Supplied passage>
╭──
# Running battery exposed okay, or need box?



## Shallows (Mar 29, 2020)

Is it generally okay to run a battery open to the elements if you use rubber terminal boots? 

Just wasn't sure if this was frowned up as have read the reason for using a battery box is in case they explode, but is that common?!


----------



## DuckNut (Apr 3, 2009)

A plastic box is not going to hold up to a battery explosion. If the batter only ruptures it will leak out the holes in the bottom.

Just make sure it is securely fastened and the terminal covers are very secure. All of the covers I have seen just flop in place and would not be acceptable to me. Tape them down.


----------



## lemaymiami (Feb 9, 2007)

A battery box is something very much worth having if your battery isn't in a closed compartment with a lid... You don't want anything bad to happen to either your battery or it's terminals - that's the main reason for that relatively light battery box. Yes, it needs to be properly secured (both box and lid) and you'll soon figure out that you want that battery somewhere it can be easily gotten to for maintenance purposes... Rubber terminal boots aren't much protection for your terminals or cable ends.. They're better than nothing - but I'll have a box every time.... 

I have three batts on my old 17' Maverick skiff -but only one is in a battery box and then only because it's exposed on deck, just under the rear platform (my old skiff doesn't have built-ins under the rear deck so coolers of one size or other slide under it where that battery is..). Batts for the trolling motor are in the bow hatch and aren't in boxes at all (they have a "table" on top of them instead (but that's another story entirely...).


----------



## Frank Ucci (Jan 20, 2019)

I've never been comfortable with an exposed battery on a boat. My biggest concern is acid leaks from the caps or from a ruptured case. That acid is nasty. It will burn your skin and destroy any metal that it comes in contact with. If it leaks into your bilge, you'll have no idea what has been damaged. I think a sturdy plastic battery case costs less than $10.


----------



## Shallows (Mar 29, 2020)

Frank Ucci said:


> I've never been comfortable with an exposed battery on a boat. My biggest concern is acid leaks from the caps or from a ruptured case. That acid is nasty. It will burn your skin and destroy any metal that it comes in contact with. If it leaks into your bilge, you'll have no idea what has been damaged. I think a sturdy plastic battery case costs less than $10.


I actually bought a battery box, but I will have to drill holes through the bottom of it and my floor to mount; whereas with the battery trays they have little tabs outside of the battery tray area for screws - which I was thinking I could glue a weld-on stud and run up through those tabs if that makes sense. So was basically trying to avoid drilling new holes as my floor is foam filled, but I am going back and forth on this - a box would be nice to have.

Down the road I think I will just build a box out of fiberglass and permanently glass it in, but got too many projects with this boat going right now.


----------



## Shallows (Mar 29, 2020)

lemaymiami said:


> A battery box is something very much worth having if your battery isn't in a closed compartment with a lid... You don't want anything bad to happen to either your battery or it's terminals - that's the main reason for that relatively light battery box. Yes, it needs to be properly secured (both box and lid) and you'll soon figure out that you want that battery somewhere it can be easily gotten to for maintenance purposes... Rubber terminal boots aren't much protection for your terminals or cable ends.. They're better than nothing - but I'll have a box every time....
╰──
Excerpted records>
╭──
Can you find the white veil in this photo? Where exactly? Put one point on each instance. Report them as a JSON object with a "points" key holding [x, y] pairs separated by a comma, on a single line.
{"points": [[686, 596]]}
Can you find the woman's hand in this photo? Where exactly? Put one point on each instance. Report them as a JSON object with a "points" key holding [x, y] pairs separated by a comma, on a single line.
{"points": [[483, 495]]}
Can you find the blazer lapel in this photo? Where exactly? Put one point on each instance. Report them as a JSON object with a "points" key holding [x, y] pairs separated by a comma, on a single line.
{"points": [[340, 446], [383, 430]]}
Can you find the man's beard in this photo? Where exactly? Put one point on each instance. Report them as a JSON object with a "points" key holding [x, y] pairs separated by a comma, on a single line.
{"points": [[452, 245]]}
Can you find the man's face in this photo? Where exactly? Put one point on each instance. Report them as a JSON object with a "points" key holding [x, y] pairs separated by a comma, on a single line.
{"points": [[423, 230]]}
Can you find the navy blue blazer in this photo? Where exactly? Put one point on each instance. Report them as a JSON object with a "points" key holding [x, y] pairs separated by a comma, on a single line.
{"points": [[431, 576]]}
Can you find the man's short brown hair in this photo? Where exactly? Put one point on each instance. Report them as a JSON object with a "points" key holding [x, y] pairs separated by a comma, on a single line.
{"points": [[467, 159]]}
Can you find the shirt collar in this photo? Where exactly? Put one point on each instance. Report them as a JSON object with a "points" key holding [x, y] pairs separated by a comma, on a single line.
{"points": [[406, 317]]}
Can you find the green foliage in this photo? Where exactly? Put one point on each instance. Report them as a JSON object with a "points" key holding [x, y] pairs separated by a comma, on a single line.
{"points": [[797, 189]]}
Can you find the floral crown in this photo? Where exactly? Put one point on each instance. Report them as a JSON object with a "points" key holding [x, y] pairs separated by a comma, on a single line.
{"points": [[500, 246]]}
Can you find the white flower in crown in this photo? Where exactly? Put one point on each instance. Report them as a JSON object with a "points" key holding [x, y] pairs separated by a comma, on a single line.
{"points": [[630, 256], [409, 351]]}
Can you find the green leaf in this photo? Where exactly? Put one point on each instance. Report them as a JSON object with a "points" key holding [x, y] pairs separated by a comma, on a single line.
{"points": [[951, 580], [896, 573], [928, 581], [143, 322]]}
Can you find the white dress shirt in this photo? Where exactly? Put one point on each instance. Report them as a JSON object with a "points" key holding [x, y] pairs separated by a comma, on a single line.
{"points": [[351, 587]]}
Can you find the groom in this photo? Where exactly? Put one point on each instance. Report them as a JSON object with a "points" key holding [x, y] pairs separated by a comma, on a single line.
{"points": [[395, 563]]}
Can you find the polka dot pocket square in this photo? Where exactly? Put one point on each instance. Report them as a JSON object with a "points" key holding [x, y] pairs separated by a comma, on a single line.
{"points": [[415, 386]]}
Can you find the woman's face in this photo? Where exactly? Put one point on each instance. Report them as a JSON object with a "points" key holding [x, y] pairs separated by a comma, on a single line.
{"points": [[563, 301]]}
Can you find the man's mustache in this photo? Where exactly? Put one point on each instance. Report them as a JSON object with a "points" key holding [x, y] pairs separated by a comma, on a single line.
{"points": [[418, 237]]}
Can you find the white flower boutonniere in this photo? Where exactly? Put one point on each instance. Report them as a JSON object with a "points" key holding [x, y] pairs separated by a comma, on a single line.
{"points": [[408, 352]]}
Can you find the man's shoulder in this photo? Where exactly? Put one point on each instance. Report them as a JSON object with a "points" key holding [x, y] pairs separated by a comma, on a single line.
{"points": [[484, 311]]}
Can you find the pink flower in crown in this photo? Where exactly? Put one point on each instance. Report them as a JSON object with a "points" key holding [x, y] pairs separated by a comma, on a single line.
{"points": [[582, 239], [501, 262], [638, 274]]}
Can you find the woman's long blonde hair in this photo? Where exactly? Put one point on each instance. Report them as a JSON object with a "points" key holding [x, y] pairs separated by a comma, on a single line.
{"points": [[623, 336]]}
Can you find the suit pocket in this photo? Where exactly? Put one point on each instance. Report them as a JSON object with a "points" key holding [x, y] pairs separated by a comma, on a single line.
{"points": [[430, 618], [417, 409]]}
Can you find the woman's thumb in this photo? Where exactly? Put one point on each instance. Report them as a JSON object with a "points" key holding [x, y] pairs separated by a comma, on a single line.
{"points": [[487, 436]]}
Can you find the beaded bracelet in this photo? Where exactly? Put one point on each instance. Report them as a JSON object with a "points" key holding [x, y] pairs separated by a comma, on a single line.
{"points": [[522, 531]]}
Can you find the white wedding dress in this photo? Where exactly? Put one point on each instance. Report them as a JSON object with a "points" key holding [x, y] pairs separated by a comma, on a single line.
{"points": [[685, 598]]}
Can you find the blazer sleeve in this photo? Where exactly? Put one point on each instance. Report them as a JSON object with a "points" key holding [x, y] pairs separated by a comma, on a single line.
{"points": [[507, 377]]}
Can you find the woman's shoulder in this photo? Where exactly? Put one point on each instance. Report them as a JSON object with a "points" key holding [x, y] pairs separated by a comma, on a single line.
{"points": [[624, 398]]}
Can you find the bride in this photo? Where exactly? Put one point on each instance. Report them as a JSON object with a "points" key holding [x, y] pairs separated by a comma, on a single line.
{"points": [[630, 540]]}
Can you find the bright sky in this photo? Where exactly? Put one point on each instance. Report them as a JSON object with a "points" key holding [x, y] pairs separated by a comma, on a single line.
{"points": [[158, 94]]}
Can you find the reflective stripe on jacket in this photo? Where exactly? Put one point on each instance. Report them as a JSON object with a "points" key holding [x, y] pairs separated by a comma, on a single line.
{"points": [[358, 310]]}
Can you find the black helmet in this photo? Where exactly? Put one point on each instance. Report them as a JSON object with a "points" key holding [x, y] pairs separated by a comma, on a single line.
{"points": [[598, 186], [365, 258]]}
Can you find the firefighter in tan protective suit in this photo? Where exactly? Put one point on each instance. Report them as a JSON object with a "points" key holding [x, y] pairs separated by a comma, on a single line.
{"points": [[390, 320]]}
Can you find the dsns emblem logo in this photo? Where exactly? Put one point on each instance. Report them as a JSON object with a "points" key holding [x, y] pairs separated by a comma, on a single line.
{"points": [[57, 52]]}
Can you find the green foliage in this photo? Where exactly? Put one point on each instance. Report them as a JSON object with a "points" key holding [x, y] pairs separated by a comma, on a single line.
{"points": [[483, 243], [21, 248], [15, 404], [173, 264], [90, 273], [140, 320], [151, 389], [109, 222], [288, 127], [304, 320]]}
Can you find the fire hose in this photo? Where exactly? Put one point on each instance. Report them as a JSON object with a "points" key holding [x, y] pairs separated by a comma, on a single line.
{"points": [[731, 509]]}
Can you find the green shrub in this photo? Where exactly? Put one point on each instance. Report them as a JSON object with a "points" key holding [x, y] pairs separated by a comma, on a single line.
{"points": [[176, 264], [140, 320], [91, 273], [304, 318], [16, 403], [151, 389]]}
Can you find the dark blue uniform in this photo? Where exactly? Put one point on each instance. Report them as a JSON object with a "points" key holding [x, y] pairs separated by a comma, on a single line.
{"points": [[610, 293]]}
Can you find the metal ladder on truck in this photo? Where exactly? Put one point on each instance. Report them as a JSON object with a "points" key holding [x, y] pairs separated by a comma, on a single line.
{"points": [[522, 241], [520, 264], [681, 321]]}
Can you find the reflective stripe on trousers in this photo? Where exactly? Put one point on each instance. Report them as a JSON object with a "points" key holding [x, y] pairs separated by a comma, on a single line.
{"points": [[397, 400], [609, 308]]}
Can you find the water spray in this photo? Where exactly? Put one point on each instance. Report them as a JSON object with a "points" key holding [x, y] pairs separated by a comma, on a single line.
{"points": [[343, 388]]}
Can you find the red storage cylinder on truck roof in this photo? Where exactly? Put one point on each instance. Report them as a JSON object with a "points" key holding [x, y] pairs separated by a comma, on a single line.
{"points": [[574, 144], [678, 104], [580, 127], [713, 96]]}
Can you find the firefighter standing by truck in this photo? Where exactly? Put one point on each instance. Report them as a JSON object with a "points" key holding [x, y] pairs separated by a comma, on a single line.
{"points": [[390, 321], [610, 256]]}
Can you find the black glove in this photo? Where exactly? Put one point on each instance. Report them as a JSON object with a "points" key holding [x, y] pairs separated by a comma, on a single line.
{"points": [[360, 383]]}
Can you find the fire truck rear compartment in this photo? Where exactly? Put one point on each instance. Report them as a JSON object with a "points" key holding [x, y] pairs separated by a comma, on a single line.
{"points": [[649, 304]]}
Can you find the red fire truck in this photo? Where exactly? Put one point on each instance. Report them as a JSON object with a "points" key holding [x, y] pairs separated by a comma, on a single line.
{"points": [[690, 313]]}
╰──
Problem details>
List every distinct username that appears as a post header in the battery-box thread.

Task answer>
Shallows, DuckNut, lemaymiami, Frank Ucci